====== Available records ======
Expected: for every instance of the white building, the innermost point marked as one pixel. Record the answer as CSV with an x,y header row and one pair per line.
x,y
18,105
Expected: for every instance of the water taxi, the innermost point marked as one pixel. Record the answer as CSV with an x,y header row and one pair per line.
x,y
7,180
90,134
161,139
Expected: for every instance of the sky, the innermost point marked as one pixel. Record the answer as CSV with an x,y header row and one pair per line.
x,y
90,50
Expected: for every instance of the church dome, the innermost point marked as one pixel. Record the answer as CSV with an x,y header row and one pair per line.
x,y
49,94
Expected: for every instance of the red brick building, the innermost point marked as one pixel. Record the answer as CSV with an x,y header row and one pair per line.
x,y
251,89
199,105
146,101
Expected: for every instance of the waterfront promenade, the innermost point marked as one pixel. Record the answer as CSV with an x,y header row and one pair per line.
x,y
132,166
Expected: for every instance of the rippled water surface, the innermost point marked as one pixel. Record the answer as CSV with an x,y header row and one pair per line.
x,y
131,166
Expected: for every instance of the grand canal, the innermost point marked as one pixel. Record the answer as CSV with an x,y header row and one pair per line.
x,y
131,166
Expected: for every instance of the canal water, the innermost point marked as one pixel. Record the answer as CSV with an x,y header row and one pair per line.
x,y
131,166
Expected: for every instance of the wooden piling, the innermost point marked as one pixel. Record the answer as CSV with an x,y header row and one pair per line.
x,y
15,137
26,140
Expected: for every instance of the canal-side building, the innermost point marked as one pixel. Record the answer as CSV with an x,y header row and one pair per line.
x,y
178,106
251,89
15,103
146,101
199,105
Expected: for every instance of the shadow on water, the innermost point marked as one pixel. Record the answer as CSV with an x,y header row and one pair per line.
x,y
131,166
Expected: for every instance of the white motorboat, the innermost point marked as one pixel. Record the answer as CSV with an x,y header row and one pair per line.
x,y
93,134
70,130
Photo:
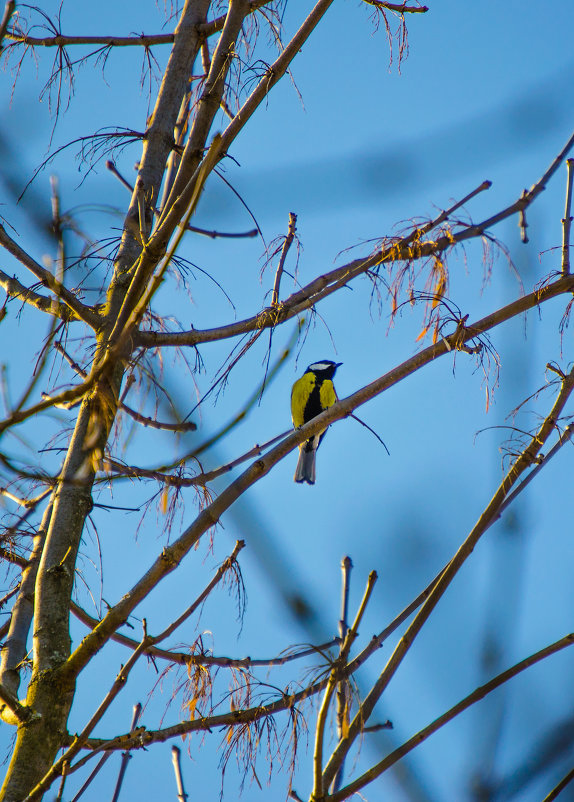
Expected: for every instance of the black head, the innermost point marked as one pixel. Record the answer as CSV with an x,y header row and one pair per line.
x,y
325,369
======
◆ Problem description
Will you restate every entry word for word and omit the images?

◆ Task solution
Expected: for every instance of the white building, the innermost point marked as one pixel. Record the answer as CSV with an x,y header row and one pair per line.
x,y
18,105
Expected: for every instance of the water taxi, the innermost point marked as one pixel. Record the answer as CSV with an x,y header row and one pair per line.
x,y
7,180
90,134
161,139
Expected: for every instance of the sky, the innermost point marked as one pixel. Record the answer as CSV with an x,y header row and one pair per line.
x,y
90,50
Expected: for every instance of the church dome, the innermost point marked as one pixel. Record the answer as CSV with an x,y header row and one pair per line.
x,y
49,94
Expected: for every instance of the red brick building, the innermost point marked as one pixel. Record the answer as CSV with an x,y header row and one pair per line.
x,y
251,89
199,105
146,101
Expected: for every instance of the waterfront promenade, the innermost point marked as one pixel. Record the answer as CSV with an x,y header row and one pair per line.
x,y
132,166
Expected: for every instance of the rippled water surface, the innermost point marked as one pixel. Record the answer as CSV with an x,y header row and one pair per line.
x,y
131,166
Expected: for every instance of the grand canal, the innermost point marked as one pixel. Record the answer as CSV with an x,y header row and one pair per line.
x,y
131,166
Expected: for every instance of the canal water, the innermost point marked as one pixel. Record the answer as CSV with an x,y header row and one pair per line.
x,y
131,166
Expected: for every instance of the wooden piling, the innermost point marked as one pixel. Record the answer as CSV with an x,y header row and one pair per line.
x,y
15,137
26,140
Expected: for every instance of the canal-side building, the innermost point marked as one pixel. Record the answer as CSV with an x,y header row and one pair per line.
x,y
178,106
251,89
15,103
146,101
199,105
Expected: for every instance of the shadow on water, the innermost point marked as one pixel. Record the answer as CSV with an x,y header row and one pair per line.
x,y
131,166
Expected: for every instance of the white motorboat, the innermost point marked as one pixel. Record the answer as CSV with an x,y header row and one pair per line.
x,y
93,134
70,130
Photo:
Expected: for every instance of the black head, the innermost point marked as one pixel. Record the answer as CSV with an x,y header row and one pair per line.
x,y
325,369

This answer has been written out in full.